[Stored dataset items]
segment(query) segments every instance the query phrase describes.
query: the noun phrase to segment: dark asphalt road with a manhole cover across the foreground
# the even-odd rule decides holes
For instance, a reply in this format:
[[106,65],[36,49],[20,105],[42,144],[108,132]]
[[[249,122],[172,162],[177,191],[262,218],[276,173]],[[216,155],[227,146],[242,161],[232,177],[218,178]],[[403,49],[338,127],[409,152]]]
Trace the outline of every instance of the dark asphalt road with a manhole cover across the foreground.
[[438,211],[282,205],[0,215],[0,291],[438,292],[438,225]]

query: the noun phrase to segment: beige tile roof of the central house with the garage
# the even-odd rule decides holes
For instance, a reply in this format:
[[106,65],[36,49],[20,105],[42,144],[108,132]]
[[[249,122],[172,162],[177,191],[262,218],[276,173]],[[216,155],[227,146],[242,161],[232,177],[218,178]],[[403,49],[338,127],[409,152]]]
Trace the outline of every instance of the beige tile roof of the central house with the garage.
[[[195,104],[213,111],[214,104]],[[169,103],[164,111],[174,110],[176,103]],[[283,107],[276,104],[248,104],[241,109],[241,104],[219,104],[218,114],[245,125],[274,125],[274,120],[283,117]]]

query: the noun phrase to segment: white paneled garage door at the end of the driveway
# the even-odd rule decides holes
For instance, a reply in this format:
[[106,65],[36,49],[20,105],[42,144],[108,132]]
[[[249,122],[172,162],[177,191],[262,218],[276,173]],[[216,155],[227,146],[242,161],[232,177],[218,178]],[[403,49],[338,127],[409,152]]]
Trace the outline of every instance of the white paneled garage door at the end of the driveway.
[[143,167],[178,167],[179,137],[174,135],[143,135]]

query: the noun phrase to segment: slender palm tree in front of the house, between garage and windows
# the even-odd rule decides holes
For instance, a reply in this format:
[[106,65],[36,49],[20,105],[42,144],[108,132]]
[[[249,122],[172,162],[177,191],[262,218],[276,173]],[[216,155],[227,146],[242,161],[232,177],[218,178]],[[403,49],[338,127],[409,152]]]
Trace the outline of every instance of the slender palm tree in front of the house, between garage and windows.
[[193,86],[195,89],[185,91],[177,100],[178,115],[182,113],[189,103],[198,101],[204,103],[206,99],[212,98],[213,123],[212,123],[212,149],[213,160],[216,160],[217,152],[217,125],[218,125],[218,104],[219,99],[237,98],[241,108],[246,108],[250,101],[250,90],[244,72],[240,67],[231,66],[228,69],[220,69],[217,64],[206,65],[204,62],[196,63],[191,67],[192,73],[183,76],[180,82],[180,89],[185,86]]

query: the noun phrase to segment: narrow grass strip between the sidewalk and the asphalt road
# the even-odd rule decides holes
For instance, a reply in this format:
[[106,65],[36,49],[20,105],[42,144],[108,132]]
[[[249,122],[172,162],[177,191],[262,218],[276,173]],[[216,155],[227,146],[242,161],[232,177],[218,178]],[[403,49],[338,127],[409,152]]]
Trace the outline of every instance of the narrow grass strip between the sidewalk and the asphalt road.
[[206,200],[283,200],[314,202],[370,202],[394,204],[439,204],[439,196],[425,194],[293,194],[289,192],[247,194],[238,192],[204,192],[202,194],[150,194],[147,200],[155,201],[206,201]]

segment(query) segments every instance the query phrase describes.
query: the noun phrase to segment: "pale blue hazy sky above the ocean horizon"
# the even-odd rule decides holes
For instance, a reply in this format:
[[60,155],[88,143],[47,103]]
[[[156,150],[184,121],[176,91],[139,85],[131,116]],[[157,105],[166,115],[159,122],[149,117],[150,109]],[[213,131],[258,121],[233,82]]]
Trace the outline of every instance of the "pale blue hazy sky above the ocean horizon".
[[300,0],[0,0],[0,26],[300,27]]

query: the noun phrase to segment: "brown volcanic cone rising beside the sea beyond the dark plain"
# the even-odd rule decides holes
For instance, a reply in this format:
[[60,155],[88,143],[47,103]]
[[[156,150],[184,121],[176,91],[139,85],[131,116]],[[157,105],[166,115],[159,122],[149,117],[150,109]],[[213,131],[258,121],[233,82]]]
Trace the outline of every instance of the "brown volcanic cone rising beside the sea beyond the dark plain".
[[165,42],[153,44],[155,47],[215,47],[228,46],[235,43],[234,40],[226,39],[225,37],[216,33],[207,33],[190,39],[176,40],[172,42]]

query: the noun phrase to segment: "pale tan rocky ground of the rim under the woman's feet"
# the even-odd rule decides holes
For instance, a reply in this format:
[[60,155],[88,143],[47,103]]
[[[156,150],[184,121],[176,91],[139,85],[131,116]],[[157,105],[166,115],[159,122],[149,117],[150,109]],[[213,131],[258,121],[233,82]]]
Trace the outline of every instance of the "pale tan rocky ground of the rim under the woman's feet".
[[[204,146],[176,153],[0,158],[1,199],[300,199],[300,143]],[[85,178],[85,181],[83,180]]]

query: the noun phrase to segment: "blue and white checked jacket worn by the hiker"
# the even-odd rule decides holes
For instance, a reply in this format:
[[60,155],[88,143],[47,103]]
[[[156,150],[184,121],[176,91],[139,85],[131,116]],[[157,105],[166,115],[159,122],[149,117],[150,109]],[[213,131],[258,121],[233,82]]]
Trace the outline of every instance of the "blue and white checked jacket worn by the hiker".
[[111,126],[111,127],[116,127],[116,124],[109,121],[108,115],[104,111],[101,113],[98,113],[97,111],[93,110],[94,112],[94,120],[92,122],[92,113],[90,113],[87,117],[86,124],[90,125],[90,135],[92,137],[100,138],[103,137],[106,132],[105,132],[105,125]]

§ **WORK TO BE COMPLETED**
Each line of the data above should appear again in your answer, exactly as given.

§ **WRITTEN REPLY**
segment(query) segments every instance the query phrase describes.
query: the noun phrase to segment: dark asphalt road with a manhole cover across the foreground
# the even-odd rule decides holes
For instance, a reply in this format:
[[106,65],[36,49],[20,105],[42,144],[108,132]]
[[[249,122],[172,162],[177,191],[262,218],[276,173]],[[216,155],[227,146],[242,161],[232,177],[218,178]],[[403,49],[338,127],[409,152]]]
Trace the outline of every instance of the dark asphalt road with a manhole cover across the foreground.
[[438,211],[282,205],[0,215],[0,291],[438,292],[438,225]]

query: the noun phrase to segment: beige tile roof of the central house with the garage
# the even-odd rule decides holes
For instance, a reply in this format:
[[106,65],[36,49],[20,105],[42,144],[108,132]]
[[[249,122],[172,162],[177,191],[262,218],[276,173]],[[216,155],[227,146],[242,161],[232,177],[218,178]],[[403,49],[338,127],[409,152]]]
Trace the outline of every instance of the beige tile roof of the central house with the garage.
[[[195,104],[213,111],[214,104]],[[169,103],[164,111],[174,110],[176,103]],[[283,107],[276,104],[248,104],[241,109],[241,104],[219,104],[218,114],[245,125],[274,125],[274,120],[283,117]]]

query: the noun phrase to segment: white paneled garage door at the end of the driveway
# the even-odd rule decides holes
For instance, a reply in this format:
[[106,65],[36,49],[20,105],[42,144],[108,132]]
[[[249,122],[172,162],[177,191],[262,218],[276,173]],[[216,155],[227,146],[242,161],[232,177],[218,178]],[[403,49],[338,127],[409,152]]]
Trace the outline of every instance of the white paneled garage door at the end of the driveway.
[[143,167],[178,167],[179,137],[174,135],[143,135]]

query: the noun phrase to segment: slender palm tree in front of the house, between garage and windows
# the even-odd rule decides holes
For instance, a reply in this format:
[[106,65],[36,49],[20,105],[42,144],[108,132]]
[[[249,122],[172,162],[177,191],[262,218],[276,173]],[[216,155],[227,146],[242,161],[232,177],[218,178]],[[403,49],[338,127],[409,152]]]
Trace the outline of every instance of the slender palm tree in front of the house, between garage and windows.
[[193,86],[195,89],[185,91],[177,100],[178,115],[182,113],[189,103],[198,101],[204,103],[206,99],[212,98],[213,123],[212,123],[212,149],[213,160],[216,160],[217,152],[217,125],[218,125],[218,104],[219,99],[237,98],[241,108],[246,108],[250,101],[250,90],[244,72],[240,67],[231,66],[228,69],[220,69],[217,64],[206,65],[204,62],[196,63],[191,67],[192,73],[183,76],[180,82],[180,89],[185,86]]

query: the noun phrase to segment: narrow grass strip between the sidewalk and the asphalt road
# the even-odd rule decides holes
For instance, a reply in this format:
[[106,65],[36,49],[20,105],[42,144],[108,132]]
[[[249,122],[172,162],[177,191],[262,218],[276,173]],[[216,155],[227,146],[242,161],[232,177],[218,178]],[[403,49],[338,127],[409,152]]]
Trace the outline of every instance of the narrow grass strip between the sidewalk and the asphalt road.
[[206,200],[283,200],[314,202],[370,202],[394,204],[439,204],[439,196],[425,194],[293,194],[289,192],[247,194],[238,192],[204,192],[202,194],[150,194],[147,200],[155,201],[206,201]]

segment(query) segments every instance the query phrase describes.
query: the noun phrase to segment: "pale blue hazy sky above the ocean horizon"
# the even-odd rule decides holes
For instance, a reply in this format:
[[60,155],[88,143],[47,103]]
[[[156,150],[184,121],[176,91],[139,85],[131,116]],[[157,105],[166,115],[159,122],[149,117],[150,109]],[[213,131],[258,121],[233,82]]]
Trace the outline of every instance of the "pale blue hazy sky above the ocean horizon".
[[300,0],[0,0],[0,26],[300,27]]

query: the noun phrase to segment: "brown volcanic cone rising beside the sea beyond the dark plain"
# the even-odd rule decides holes
For instance, a reply in this format:
[[60,155],[88,143],[47,103]]
[[[156,150],[184,121],[176,91],[139,85],[131,116]],[[157,105],[166,115],[159,122],[149,117],[150,109]],[[213,131],[258,121],[233,82]]]
Trace the outline of every instance of the "brown volcanic cone rising beside the sea beyond the dark plain".
[[165,42],[153,44],[155,47],[215,47],[228,46],[235,43],[234,40],[226,39],[225,37],[216,33],[207,33],[190,39],[176,40],[172,42]]

query: the noun phrase to segment: "pale tan rocky ground of the rim under the woman's feet"
# the even-odd rule decides holes
For instance, a reply in this format:
[[60,155],[88,143],[47,103]]
[[[156,150],[184,121],[176,91],[139,85],[131,116]],[[157,105],[166,115],[159,122],[149,117],[150,109]],[[213,131],[258,121],[233,82]]]
Trace the outline of every instance of the "pale tan rocky ground of the rim under the woman's feet".
[[[204,146],[176,153],[0,158],[1,199],[300,199],[300,143]],[[85,178],[85,181],[83,180]]]

query: the noun phrase to segment: "blue and white checked jacket worn by the hiker"
# the even-odd rule decides holes
For instance, a reply in this format:
[[60,155],[88,143],[47,103]]
[[[156,150],[184,121],[176,91],[139,85],[131,116]],[[157,105],[166,115],[159,122],[149,117],[150,109]],[[213,131],[258,121],[233,82]]]
Trace the outline of every instance of the "blue and white checked jacket worn by the hiker".
[[111,126],[111,127],[116,127],[116,124],[109,121],[108,115],[104,111],[101,113],[98,113],[97,111],[93,110],[94,112],[94,120],[92,122],[92,113],[90,113],[87,117],[86,124],[90,125],[90,135],[92,137],[100,138],[103,137],[106,132],[105,132],[105,125]]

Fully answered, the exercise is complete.